[Excerpts from a pointing dataset]
↓↓↓

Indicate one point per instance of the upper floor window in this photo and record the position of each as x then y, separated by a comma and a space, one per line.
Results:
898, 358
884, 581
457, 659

↑↑↑

-- TASK REQUIREMENTS --
Rewrite all of the material above, request lines included, scaling every x and y coordinate in the answers by 0.25 and rounding each result to a whole number, with halves rounded up. Keep any numbers in the requests unchanged.

-- RESPONSE TO THIS EXERCISE --
Indicate one point per instance of the upper floor window in this photo and record the position of each as x then y, separated by a comma and a space, one per line.
Results:
225, 90
221, 145
114, 165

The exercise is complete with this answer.